Problem description
Reproduce the whole of the records exactly, and make sure no picture is carried into the result.

══════════════════════════════

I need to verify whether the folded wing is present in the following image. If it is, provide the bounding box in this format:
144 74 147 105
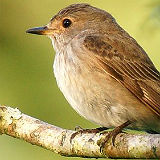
83 35 160 116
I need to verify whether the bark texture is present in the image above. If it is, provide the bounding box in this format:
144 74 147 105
0 105 160 159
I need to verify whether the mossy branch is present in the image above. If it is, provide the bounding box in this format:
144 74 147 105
0 105 160 159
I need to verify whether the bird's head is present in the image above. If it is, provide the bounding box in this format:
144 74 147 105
26 3 116 51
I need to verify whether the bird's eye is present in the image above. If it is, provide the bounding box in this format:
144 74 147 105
62 19 72 28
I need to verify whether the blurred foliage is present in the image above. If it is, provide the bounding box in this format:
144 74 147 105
142 0 160 34
0 0 160 160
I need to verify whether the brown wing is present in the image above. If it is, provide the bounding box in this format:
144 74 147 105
83 35 160 116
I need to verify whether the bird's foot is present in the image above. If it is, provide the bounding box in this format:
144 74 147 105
70 126 108 143
98 120 131 152
146 130 159 134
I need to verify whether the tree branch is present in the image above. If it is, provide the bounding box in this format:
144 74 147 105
0 105 160 159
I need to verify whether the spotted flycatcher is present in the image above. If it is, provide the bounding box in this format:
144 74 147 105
26 4 160 134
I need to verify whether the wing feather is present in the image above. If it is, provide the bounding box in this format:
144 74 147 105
83 35 160 116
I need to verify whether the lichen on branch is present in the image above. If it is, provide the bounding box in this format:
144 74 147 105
0 105 160 159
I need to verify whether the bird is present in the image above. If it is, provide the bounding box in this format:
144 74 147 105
26 3 160 137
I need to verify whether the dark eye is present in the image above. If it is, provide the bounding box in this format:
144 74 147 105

══════════════════════════════

Result of this exercise
I need to verify whether the folded wing is present in the following image. If it is, provide the bounding box in this format:
144 74 147 105
83 35 160 116
I need to verify whether the bark texture is present in the image above. If it is, provide the bounding box in this format:
144 74 147 105
0 105 160 159
I need to verify whether the mossy branch is present in the image above. If it is, provide the bounding box in this format:
144 74 147 105
0 105 160 159
I need to verify whether the bird's head is present in the image above. If it is, provide the bounding box in this format:
144 74 147 105
26 3 116 51
I need to verify whether the bird's eye is present in the image above. If it is, provide the bounding box in this format:
144 74 147 105
62 19 72 28
I need to verify whether the blurred foliage is present in the image above. If it is, provide the bounding box in this format:
144 74 147 105
142 0 160 34
0 0 160 160
I need to verify whether the brown wing is present in the image above. If it is, provide the bounding box in this format:
144 74 147 105
83 35 160 116
I need to verify whether the bird's foot is present in the image above. If it is, provide the bounding box in this format:
144 74 147 105
70 126 108 143
98 120 131 152
146 130 159 134
I need to verify whether the tree branch is present in the image above. If it is, provide the bounding box in this format:
144 74 147 105
0 105 160 159
I need to verify whether the spotted flycatcher is present in the image above. If it is, provide the bounding box in this format:
144 74 147 105
26 4 160 134
I need to verify whether the wing feather is present in the image above. If it is, provide the bounding box in this format:
144 74 147 105
83 35 160 116
I need to verify whether the lichen on branch is present in the image above. If it is, provide the bounding box in this format:
144 74 147 105
0 105 160 159
I need to verify whether the bird is present in the image above. If it is, provide the bounding box in this format:
144 74 147 105
26 3 160 137
I need to verify whether the dark eye is present in the image above. If it is, provide the bounding box in this format:
144 74 147 105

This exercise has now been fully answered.